TASK REQUIREMENTS:
a - Name every person who appears in the mailing-list post.
b - Edit the rows from the line containing "Task: indicate every instance of the sky" down to the line containing "[(246, 18)]" so that "keypoint" becomes "marker", and change nothing else. Return only those lines.

TEXT PASSAGE:
####
Re: Why people still want to encode precomposed letters

From: Karl Pentzlin (
Date: Sun Nov 23 2008 - 05:00:23 CST

  • Next message: philip chastney: "RE: Why people still want to encode precomposed letters"

    Am Sonntag, 23. November 2008 um 05:45 schrieb Doug Ewell:

    >>> (Karl Pentzlin):
    >>> Thus, sequences like U+04E9 U+0304 are NOT appropriate to fulfil the
    >>> user's needs, as long as leading operating systems behave like this
    >>> more than 10 years after Unicode has decided no longer to accept
    >>> precomposed characters.
    >>> Microsoft et al., PLEASE do your homework! Please do it RIGHT NOW!
    DE> I think Karl may have expected that fonts could be developed in such a
    DE> way that combining diacritical marks would be spaced properly above the
    DE> base character, ...

    That is exactly true, if "properly" simply means "in a way regarding the
    formal combining classes, providing a result which can be recognized by the

    DE> more or less by magic.

    Yes, if "magic" is colloquial for "done by a complex and well-designed
    algorithm which possibly is not obvious for everybody at first glance" -
    something which computer scientists (like me) do sometimes.

    DE> I used to think that would be
    DE> possible when I knew nothing about font design, ...

    Maybe, but for myself I claim to know at least some of the basics about
    font design. I appreciate it as a fine art where not everybody is gifted
    to create a Gentium or Andron, but the technical basics are comprehensible.

    DE> I still think it would be reasonable to expect combining marks like
    DE> macrons and circumflexes to be always centered over the base character,
    DE> not off to the right, even if the vertical spacing is wrong.

    At least, this. This can be accomplished by an algorithm; a very crude
    but working starting point is this: Enclose the base character's glyph by a
    rectangle. Determine the center (geometrically; possible refinement:
    barycentrally). Get the diacritic glyph from the font itself, of (if not
    applicable) from a system default font, and enclose it by a rectangle.
####
DATA EXCERPTS:

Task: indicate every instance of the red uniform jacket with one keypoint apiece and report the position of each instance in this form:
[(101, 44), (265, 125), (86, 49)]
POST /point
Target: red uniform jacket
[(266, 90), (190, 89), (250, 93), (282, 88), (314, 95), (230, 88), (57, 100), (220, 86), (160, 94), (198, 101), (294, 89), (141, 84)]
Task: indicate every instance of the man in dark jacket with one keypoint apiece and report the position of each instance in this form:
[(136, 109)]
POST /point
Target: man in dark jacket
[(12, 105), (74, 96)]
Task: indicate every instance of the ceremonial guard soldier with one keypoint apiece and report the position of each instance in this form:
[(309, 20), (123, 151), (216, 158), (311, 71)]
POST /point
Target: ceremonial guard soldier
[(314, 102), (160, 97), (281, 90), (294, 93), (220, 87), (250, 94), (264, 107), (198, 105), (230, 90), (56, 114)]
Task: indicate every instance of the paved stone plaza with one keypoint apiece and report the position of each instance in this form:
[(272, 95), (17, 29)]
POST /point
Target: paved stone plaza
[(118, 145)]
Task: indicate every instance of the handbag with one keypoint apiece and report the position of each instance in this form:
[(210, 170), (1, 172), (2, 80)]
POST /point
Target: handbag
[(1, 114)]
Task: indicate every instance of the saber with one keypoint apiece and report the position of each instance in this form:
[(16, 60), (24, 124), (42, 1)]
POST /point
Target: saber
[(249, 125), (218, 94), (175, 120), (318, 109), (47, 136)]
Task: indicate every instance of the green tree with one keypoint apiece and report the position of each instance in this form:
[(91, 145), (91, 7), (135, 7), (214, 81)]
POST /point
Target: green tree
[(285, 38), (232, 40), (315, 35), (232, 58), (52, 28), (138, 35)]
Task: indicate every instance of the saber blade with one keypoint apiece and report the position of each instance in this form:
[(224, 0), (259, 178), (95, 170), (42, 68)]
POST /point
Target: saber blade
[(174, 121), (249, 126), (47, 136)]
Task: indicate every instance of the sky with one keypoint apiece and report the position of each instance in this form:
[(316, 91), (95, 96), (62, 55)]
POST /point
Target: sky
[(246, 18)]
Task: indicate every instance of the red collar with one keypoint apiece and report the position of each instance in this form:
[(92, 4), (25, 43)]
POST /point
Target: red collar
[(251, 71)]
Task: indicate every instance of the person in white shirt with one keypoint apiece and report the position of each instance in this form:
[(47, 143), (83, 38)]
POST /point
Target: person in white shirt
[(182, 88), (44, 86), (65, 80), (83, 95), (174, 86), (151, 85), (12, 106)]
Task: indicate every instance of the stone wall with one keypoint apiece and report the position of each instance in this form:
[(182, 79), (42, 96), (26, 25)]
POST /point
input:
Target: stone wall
####
TASK-BY-TASK SOLUTIONS:
a - Karl Pentzlin, Doug Ewell, philip chastney

b -
Task: indicate every instance of the sky with one marker apiece and report the position of each instance in this form:
[(316, 91), (95, 96), (62, 55)]
POST /point
Target: sky
[(246, 18)]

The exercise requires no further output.